#### ABOUT THIS EXERCISE:
Taking the line with "Reviewer note: make sure every instance of the stone" as the first, copy every line through the end of the records below exactly. Do not include pictures.

#### DATASET ENTRIES:
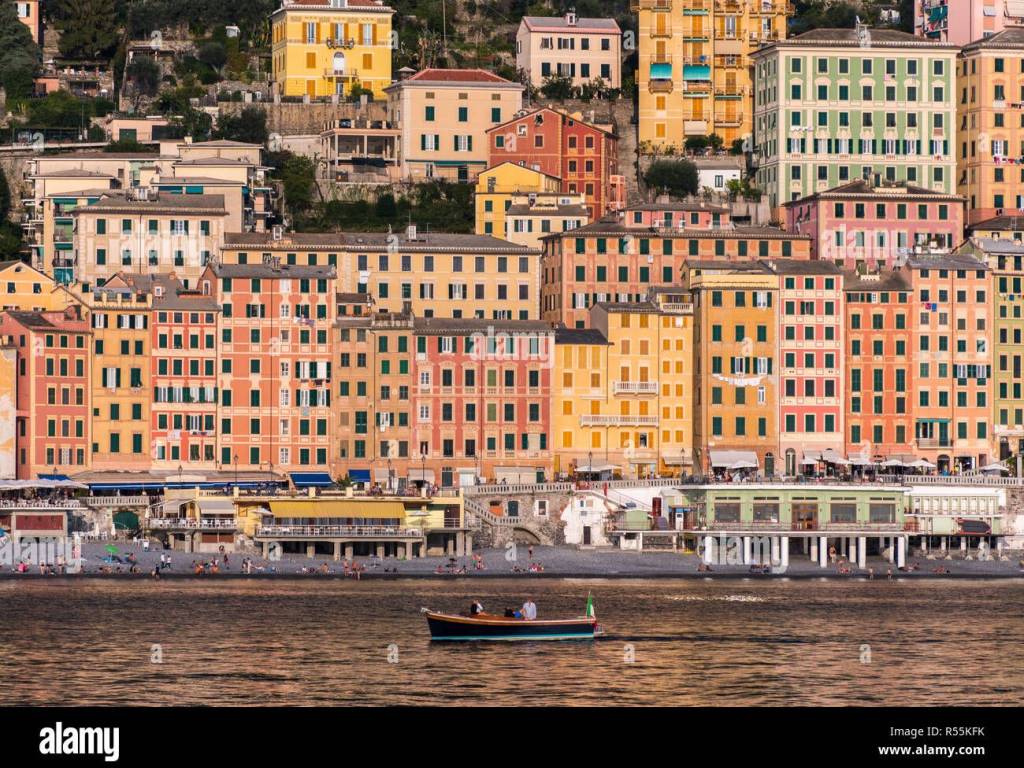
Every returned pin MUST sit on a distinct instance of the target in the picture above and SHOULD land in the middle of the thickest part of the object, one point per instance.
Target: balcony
(596, 420)
(635, 387)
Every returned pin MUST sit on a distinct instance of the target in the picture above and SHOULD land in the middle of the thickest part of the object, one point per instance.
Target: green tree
(677, 177)
(88, 29)
(249, 125)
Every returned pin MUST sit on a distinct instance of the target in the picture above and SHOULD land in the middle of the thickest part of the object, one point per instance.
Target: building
(183, 371)
(582, 49)
(859, 225)
(53, 394)
(964, 22)
(373, 402)
(641, 423)
(145, 231)
(879, 367)
(735, 374)
(990, 156)
(497, 185)
(443, 274)
(621, 259)
(585, 157)
(31, 13)
(810, 358)
(275, 363)
(482, 399)
(694, 58)
(331, 47)
(1005, 257)
(444, 116)
(951, 322)
(835, 105)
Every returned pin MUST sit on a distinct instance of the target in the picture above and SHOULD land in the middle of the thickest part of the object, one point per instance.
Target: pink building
(963, 22)
(482, 399)
(859, 224)
(810, 338)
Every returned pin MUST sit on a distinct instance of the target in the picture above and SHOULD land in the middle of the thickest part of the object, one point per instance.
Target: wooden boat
(489, 627)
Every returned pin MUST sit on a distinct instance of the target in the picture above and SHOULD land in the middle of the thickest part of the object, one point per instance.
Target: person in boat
(529, 609)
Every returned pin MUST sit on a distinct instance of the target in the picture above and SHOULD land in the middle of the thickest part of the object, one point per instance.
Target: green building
(835, 105)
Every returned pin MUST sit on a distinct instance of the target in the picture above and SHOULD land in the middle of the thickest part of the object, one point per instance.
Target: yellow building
(990, 73)
(624, 390)
(735, 342)
(328, 47)
(693, 67)
(122, 391)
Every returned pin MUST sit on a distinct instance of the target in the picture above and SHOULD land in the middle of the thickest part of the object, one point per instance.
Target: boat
(492, 627)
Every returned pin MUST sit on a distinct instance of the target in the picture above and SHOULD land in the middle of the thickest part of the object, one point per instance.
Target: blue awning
(311, 479)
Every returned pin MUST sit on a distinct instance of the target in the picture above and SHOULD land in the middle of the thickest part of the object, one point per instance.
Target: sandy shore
(559, 562)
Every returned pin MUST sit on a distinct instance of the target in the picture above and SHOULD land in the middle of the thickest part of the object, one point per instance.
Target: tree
(88, 29)
(18, 55)
(677, 177)
(213, 54)
(249, 126)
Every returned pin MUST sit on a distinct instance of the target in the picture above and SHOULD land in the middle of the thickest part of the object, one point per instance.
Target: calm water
(694, 642)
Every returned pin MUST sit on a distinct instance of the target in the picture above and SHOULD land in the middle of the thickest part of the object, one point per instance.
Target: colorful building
(53, 396)
(441, 273)
(834, 105)
(735, 374)
(879, 367)
(444, 117)
(482, 399)
(951, 321)
(330, 47)
(990, 156)
(964, 22)
(694, 56)
(621, 259)
(584, 50)
(275, 363)
(585, 157)
(859, 225)
(810, 358)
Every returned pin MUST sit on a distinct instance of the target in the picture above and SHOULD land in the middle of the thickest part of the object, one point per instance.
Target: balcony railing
(334, 531)
(635, 387)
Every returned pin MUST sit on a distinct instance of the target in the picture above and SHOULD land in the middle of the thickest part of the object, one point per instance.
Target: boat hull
(444, 627)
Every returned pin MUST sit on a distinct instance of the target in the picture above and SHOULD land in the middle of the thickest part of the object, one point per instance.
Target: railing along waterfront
(366, 531)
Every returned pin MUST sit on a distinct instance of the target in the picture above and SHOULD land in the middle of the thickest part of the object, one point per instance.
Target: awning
(728, 458)
(311, 479)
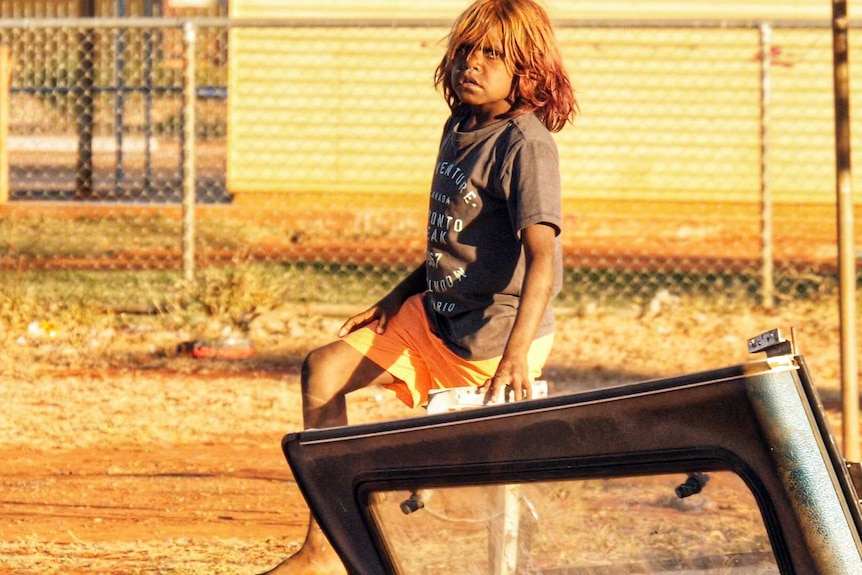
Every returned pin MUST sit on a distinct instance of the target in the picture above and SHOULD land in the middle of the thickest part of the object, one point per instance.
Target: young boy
(477, 312)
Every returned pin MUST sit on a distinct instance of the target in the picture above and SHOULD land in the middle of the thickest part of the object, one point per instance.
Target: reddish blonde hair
(530, 51)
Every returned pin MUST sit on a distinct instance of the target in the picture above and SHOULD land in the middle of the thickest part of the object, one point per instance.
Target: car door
(731, 470)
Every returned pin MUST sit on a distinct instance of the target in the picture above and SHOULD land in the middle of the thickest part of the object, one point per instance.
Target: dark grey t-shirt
(488, 185)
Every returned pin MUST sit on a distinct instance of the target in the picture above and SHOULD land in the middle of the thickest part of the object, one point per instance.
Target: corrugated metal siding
(310, 109)
(560, 9)
(665, 114)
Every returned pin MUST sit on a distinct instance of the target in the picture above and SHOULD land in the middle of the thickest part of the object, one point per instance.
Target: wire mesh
(314, 142)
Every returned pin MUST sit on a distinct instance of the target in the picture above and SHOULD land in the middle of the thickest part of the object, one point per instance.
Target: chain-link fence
(702, 159)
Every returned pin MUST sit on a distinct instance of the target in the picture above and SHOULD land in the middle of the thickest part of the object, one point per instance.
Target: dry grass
(123, 456)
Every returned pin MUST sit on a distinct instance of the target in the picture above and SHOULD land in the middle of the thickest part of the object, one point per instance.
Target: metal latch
(773, 344)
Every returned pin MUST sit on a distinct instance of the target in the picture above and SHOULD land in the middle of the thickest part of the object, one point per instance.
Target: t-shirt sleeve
(532, 185)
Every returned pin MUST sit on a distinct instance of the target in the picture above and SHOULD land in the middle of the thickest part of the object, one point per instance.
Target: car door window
(645, 524)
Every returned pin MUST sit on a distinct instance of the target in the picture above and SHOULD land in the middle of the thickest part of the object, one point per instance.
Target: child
(477, 312)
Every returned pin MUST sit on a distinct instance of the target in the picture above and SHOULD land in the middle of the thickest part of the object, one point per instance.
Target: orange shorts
(420, 361)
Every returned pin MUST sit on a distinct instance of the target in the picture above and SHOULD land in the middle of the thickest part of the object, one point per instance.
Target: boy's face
(481, 79)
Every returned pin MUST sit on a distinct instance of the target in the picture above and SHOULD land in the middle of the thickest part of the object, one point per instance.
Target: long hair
(540, 83)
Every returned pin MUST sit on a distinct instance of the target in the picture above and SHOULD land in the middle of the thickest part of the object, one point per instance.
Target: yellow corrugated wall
(665, 114)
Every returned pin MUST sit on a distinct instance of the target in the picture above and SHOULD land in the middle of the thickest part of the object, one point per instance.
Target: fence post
(5, 96)
(189, 181)
(767, 263)
(846, 247)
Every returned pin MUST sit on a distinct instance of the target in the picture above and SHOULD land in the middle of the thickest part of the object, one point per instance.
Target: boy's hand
(511, 382)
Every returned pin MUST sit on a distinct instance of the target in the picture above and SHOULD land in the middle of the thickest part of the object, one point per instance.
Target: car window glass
(648, 524)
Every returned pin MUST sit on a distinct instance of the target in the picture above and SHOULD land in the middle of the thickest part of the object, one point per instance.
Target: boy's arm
(513, 371)
(389, 305)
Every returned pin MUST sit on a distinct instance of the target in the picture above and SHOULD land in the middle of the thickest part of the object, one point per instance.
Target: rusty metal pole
(767, 262)
(5, 97)
(846, 248)
(188, 167)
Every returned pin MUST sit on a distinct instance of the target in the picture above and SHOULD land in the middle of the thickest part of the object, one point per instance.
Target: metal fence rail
(702, 159)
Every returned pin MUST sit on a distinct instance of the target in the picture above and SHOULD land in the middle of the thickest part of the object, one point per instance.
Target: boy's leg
(329, 373)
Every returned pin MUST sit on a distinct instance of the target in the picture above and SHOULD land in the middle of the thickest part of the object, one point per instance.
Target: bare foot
(317, 557)
(310, 562)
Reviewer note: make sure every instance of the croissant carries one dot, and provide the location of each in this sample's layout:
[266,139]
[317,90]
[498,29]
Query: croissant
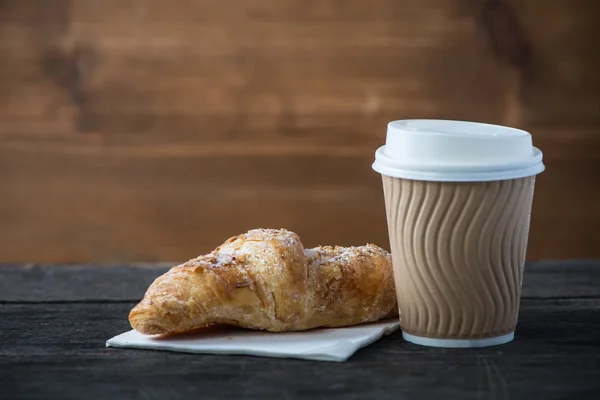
[266,280]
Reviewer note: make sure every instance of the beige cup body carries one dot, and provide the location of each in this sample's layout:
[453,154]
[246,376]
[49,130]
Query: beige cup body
[458,251]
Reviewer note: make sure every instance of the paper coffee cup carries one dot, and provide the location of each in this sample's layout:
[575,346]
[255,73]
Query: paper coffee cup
[458,203]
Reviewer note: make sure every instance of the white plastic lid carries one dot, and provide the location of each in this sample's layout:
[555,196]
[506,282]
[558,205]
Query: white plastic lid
[457,151]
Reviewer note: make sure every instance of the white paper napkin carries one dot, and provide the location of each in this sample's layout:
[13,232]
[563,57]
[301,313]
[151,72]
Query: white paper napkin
[318,344]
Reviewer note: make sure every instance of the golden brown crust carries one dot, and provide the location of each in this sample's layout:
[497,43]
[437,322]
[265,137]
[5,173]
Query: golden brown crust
[264,279]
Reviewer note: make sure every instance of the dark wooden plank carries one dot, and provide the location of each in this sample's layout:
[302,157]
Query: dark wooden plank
[56,351]
[128,282]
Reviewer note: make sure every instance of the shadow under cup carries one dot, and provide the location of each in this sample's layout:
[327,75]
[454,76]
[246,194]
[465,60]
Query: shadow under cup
[458,251]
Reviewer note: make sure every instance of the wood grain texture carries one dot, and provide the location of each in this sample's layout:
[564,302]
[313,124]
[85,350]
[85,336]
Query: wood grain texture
[140,131]
[128,282]
[56,351]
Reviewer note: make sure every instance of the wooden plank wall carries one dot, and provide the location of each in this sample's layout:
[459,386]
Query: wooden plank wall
[154,130]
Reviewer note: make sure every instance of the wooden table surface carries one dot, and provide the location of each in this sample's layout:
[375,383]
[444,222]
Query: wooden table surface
[55,319]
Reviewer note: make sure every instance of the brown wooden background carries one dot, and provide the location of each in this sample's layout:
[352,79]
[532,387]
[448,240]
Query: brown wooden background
[154,130]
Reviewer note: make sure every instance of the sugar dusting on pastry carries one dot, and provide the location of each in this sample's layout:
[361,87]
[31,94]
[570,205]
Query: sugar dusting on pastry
[265,279]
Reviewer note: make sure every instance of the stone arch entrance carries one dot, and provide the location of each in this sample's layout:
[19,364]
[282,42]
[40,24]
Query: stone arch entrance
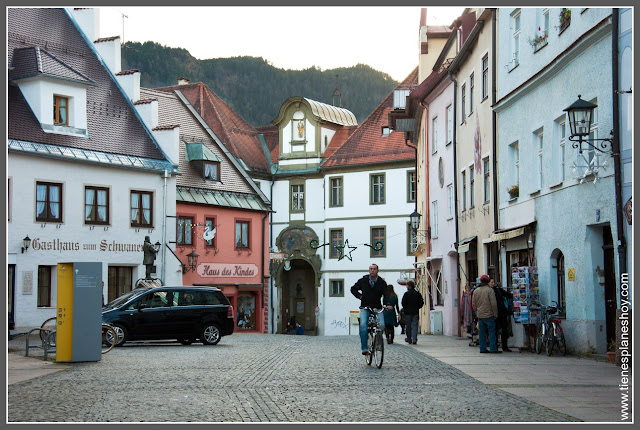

#### WORKED SOLUTION:
Reviewer note: make sure every instance of the stone arch entrance carries one dot, and provide the location of each in this sample's layout:
[19,364]
[282,42]
[40,24]
Query: stone arch entrance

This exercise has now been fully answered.